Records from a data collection

++++++++++

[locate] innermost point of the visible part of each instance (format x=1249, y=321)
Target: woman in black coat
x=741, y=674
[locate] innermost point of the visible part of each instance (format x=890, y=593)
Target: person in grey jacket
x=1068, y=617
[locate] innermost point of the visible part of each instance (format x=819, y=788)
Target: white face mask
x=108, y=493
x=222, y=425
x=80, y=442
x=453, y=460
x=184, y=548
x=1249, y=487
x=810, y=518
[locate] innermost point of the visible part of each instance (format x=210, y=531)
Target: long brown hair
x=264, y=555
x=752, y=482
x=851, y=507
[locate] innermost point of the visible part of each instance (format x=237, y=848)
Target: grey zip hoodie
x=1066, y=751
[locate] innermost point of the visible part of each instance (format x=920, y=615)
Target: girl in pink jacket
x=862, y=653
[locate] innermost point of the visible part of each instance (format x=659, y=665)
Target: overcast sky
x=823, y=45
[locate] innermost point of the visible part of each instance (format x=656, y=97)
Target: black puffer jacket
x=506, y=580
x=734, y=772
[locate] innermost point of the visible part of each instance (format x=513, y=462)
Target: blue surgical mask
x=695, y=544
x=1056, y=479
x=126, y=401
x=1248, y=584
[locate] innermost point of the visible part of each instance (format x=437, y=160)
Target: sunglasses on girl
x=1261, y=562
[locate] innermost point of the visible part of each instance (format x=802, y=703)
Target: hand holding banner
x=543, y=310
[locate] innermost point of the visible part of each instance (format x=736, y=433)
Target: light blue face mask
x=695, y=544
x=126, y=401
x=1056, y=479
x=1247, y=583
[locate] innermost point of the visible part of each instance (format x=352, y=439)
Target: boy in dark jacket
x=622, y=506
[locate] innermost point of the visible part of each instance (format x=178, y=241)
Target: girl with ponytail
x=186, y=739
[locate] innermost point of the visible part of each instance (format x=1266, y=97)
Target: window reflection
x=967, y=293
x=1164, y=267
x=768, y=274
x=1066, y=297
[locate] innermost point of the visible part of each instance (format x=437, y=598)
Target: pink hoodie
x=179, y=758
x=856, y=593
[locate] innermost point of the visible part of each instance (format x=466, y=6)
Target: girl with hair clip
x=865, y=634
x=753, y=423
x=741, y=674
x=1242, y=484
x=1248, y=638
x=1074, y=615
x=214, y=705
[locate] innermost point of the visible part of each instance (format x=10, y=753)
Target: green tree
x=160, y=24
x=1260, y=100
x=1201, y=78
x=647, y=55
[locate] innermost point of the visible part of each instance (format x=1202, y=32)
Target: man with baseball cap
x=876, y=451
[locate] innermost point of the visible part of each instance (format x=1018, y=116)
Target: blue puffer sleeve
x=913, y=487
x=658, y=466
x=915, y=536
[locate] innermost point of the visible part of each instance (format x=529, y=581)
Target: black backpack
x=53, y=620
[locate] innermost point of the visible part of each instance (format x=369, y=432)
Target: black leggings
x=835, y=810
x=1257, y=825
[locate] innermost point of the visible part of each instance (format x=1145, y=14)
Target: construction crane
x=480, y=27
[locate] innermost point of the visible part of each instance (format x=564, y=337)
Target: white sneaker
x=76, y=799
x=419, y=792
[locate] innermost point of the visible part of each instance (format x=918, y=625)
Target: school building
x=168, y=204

++++++++++

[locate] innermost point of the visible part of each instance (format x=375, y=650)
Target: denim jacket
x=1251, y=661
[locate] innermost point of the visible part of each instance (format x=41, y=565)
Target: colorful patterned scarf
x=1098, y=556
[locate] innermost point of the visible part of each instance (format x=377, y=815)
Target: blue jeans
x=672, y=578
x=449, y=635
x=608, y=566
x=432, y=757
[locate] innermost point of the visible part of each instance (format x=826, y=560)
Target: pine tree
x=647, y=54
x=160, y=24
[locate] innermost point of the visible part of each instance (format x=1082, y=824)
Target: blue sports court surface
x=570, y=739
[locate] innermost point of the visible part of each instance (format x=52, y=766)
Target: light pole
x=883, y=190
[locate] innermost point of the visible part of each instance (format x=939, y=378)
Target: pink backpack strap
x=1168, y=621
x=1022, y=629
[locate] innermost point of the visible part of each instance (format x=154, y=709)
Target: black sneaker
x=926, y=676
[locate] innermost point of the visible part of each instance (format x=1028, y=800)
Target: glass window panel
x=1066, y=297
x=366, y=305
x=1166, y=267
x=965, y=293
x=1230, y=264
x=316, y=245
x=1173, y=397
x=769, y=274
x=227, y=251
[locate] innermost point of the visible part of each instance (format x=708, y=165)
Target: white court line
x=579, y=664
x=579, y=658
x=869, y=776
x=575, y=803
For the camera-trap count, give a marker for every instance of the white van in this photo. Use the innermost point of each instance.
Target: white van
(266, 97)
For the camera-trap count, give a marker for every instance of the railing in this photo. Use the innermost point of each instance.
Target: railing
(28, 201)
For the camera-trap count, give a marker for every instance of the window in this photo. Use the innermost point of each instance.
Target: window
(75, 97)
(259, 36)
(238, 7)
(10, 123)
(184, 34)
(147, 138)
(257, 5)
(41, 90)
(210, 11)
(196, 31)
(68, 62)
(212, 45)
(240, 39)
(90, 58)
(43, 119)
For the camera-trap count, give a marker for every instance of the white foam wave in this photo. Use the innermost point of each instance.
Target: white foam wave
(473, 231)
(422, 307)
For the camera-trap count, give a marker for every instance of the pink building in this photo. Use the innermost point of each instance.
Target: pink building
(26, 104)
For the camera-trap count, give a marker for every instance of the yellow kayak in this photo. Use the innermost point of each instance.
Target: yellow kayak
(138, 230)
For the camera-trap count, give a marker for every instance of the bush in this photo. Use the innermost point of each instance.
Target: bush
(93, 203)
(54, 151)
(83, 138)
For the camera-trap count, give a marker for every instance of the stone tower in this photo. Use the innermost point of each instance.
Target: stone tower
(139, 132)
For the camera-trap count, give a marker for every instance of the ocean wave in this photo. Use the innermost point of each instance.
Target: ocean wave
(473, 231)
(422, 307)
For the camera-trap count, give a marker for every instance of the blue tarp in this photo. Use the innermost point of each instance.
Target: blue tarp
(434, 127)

++++++++++

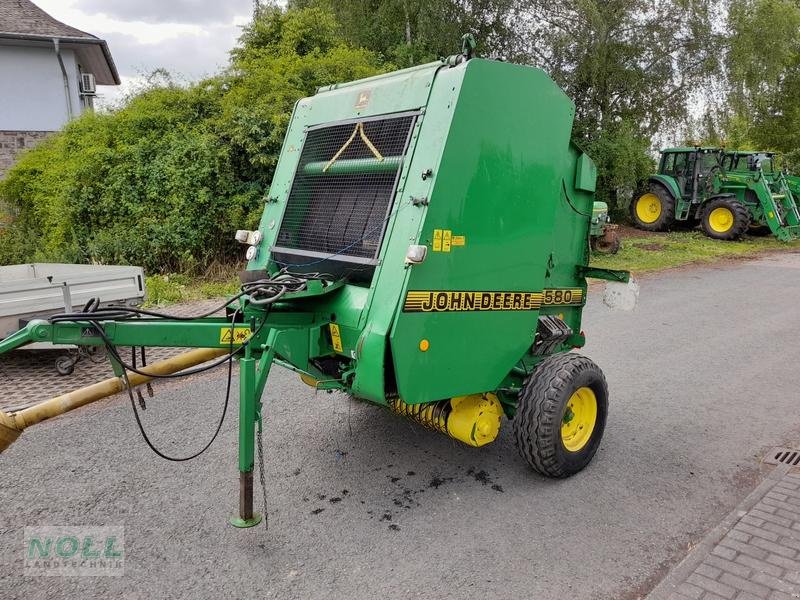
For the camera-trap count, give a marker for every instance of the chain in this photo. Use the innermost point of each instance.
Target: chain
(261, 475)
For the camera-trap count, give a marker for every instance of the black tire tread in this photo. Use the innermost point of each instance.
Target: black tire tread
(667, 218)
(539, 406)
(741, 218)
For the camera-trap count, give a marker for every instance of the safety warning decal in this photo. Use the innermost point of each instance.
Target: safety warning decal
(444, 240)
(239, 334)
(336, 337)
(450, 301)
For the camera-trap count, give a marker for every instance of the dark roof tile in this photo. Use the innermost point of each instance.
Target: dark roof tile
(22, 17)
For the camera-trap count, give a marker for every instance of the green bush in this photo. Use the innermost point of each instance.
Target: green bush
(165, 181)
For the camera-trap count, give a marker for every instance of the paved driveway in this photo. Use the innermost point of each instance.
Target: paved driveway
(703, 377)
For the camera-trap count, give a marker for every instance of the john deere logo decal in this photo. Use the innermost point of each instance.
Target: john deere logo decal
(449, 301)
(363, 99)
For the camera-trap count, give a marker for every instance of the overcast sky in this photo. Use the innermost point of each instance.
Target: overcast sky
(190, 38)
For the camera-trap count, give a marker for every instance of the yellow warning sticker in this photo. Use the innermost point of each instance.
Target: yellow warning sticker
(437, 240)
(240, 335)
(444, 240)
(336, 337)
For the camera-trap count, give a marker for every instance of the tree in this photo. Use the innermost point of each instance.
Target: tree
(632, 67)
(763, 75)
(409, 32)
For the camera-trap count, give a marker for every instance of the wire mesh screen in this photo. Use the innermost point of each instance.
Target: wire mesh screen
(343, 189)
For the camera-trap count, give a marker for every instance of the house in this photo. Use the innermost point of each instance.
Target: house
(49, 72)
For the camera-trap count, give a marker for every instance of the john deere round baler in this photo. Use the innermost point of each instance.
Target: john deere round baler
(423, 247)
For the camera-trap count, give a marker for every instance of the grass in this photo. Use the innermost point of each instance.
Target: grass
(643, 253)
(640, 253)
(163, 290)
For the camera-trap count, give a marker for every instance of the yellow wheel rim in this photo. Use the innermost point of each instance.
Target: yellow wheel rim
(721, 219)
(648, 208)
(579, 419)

++++++++++

-- Problem --
Your answer should consist only of the lines above between the line holding "of the stone" and the line holding "of the blue", inclusive, each transcribed exactly.

-- Answer section --
For the camera-trap count, give a marker for every instance of the stone tower in this photo. Use the innermost point of each instance.
Target: stone tower
(139, 132)
For the camera-trap count, give a marker for every instance of the ocean wave in this photo. Use the innermost point of each instance.
Target: ocean wave
(473, 231)
(422, 307)
For the camera-trap count, give a marker for every instance of the blue tarp in this photo. Use the innermost point of each instance.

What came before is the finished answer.